Parmi les mesures validées par les Etats membres, il y a la possibilité d’ouvrir des centres en dehors des frontières de l’UE pour y envoyer les migrants dont la demande d’asile aurait été rejetée. Est-ce qu’il faut parler de rupture dans la politique migratoire européenne ?
C’est effectivement un tournant, car c’est un dispositif qui n’a jamais été testé : envoyer des personnes vers des États tiers avec lesquels elles n’ont aucun lien. C’est le projet des Pays-Bas, qui ont conclu un accord avec l’Ouganda.
Mais est-ce que cela va vraiment pouvoir se faire ? Combien de personnes seront concernées ? Les États membres vont essayer de piloter ces politiques, ce qui pose des questions sur les profils, les nombres, et les coûts. Obtenir l’accord d’un État tiers aura par exemple un coût important. Certains États membres présentent cela comme un instrument supplémentaire dans leur « boîte à outils », pour renforcer le contrôle des frontières et servir de moyen de dissuasion.
Comment tout cela va-t-il se traduire très concrètement ?
La création de centres pour le retour envoie un message à l’extérieur : l’UE cherche à fermer ses portes. Et à l’intérieur, cela signale aux personnes en procédure de retour que, même si leur pays d’origine ne coopère pas, elles pourraient être envoyées ailleurs, dans un État tiers. Par exemple, une personne venant du Mali pourrait être renvoyée vers l’Ouganda, dans l’esprit de ce que souhaitent faire les Néerlandais. Reste à savoir si ces accords avec les pays tiers pourront vraiment être mis en place. Quels seront les droits des personnes ? Leur statut ? Tout cela demeure encore très flou.
Est-ce la consécration du modèle italien de gestion de l’immigration ?
L’accord entre l’Italie et l’Albanie n’a pas produit les résultats promis par le gouvernement italien. Il n’a pas conduit à des retours massifs. Il a seulement permis le transfert de quelques centaines de personnes vers les centres en Albanie.

Enregistrements issus d'un jeu de données
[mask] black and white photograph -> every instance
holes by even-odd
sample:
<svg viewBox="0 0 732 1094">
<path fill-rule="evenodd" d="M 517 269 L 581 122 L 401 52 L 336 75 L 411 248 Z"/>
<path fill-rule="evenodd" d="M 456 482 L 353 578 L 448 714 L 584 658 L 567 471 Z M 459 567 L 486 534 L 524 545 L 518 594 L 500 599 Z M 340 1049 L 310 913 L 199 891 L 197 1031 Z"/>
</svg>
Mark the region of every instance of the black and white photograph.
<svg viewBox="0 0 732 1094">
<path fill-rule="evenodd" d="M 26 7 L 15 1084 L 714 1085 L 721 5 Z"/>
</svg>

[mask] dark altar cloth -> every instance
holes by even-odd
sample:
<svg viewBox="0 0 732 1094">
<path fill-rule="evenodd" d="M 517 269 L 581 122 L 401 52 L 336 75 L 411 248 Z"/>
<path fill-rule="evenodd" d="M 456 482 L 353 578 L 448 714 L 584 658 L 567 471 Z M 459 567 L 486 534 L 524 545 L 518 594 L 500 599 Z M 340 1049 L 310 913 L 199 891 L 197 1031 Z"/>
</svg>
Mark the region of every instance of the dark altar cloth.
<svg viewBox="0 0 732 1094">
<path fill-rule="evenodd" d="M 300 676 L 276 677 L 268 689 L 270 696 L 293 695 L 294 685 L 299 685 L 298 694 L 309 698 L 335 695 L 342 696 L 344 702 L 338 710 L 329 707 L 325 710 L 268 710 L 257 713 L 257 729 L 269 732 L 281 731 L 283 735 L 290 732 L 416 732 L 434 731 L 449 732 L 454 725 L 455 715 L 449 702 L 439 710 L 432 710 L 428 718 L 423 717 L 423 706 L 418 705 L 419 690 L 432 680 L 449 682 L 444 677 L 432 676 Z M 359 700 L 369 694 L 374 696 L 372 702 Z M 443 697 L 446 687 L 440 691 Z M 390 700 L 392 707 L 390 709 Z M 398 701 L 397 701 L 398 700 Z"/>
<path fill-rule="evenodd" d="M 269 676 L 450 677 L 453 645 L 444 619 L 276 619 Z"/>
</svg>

• **Liste des tâches**
(a) Les affirmations suivantes concordent-elles avec le texte sur la politique migratoire ? (i) Les Pays-Bas ont conclu un accord avec l'Ouganda. (ii) L'accord entre l'Italie et l'Albanie a conduit à des retours massifs. (iii) Le statut des personnes envoyées dans un État tiers est déjà clairement défini. Pour chacune, répondez par oui ou non et citez les mots décisifs du texte.
(b) Poursuivez le texte sur la politique migratoire à partir de sa dernière phrase.

• **Résultats**
(a)
(i) Oui : « C’est le projet des Pays-Bas, qui ont conclu un accord avec l’Ouganda. »
(ii) Non : « Il n’a pas conduit à des retours massifs. »
(iii) Non : « Tout cela demeure encore très flou. »

(b)
Ce qui a été adopté lundi par les ministres de l’intérieur est différent : les deux accords sur le concept de pays tiers sûr et les centres de retour vont mener à de nouveaux modèles d’externalisation, avec différentes modalités de coopération et de financement. Il s’agit d’un système différent du système italien.
Les Vingt-Sept se sont aussi mis d’accord sur un nouveau système de répartition des demandeurs d’asile. Les autres États membres devront relocaliser des demandeurs sur leur sol ou verser une contribution financière de 20.000 euros par demandeur aux pays sous pression. Est-ce que ce mécanisme vous paraît efficace ?
C’est la traduction directe de la solidarité telle qu’elle est prévue par le Pacte asile et immigration. Il s’agit du compromis trouvé après que la relocalisation obligatoire a été jugée inacceptable par certains États membres. Le système retenu est plus flexible : les États peuvent contribuer financièrement plutôt que de relocaliser des personnes migrantes. Concrètement, un demandeur d’asile relève du pays de première entrée, mais la Commission a estimé que certains États étant sous pression, les autres doivent leur témoigner de la solidarité.
Mais des États comme la Hongrie ont déjà déclaré qu’ils ne contribueraient pas. La question est donc : que se passe-t-il alors ? Est-ce que la Commission mettra en place des sanctions ? Quels sont les risques d’entraîner une instrumentalisation encore plus importante sur ce sujet ?
Quelle est la position de la France sur la gestion de l’immigration par des pays tiers ?
Une majorité d’États membres défend ces « modèles innovants », mais l’Espagne et la France sont très sceptiques. Par exemple, en ce qui concerne les centres pour le retour, certains considèrent qu’il vaut mieux renforcer les relations au niveau bilatéral pour améliorer la coopération sur la réadmission, plutôt que de passer par des États tiers. Ces modèles feront désormais l’objet de projets pilotes : la question est de savoir s’ils donneront les résultats escomptés, et si d’autres États les adopteront ensuite.
L’année dernière, les arrivées dans l’UE ont baissé d’environ 20 %. Est-ce dû aux politiques européennes ou au contexte international ?
C’est un peu tout ça. Les chiffres fluctuent en fonction de la situation internationale, de celle des pays de premier accueil, où beaucoup ont cherché refuge. Cela dépend aussi des réseaux de passeurs, de leur capacité à opérer, de la situation économique dans l’UE — y a-t-il des emplois disponibles ? — et de la coopération avec les pays aux frontières de l’Europe. La Tunisie, par exemple, a durci sa politique envers les ressortissants d’Afrique subsaharienne, ce qui a réduit les départs vers l’UE ces derniers mois.
Ce que ce paquet de mesures veut envoyer comme message est clair : « Si vous venez de manière irrégulière, ce sera compliqué pour vous de rester ».
Quelle est la suite de la procédure ?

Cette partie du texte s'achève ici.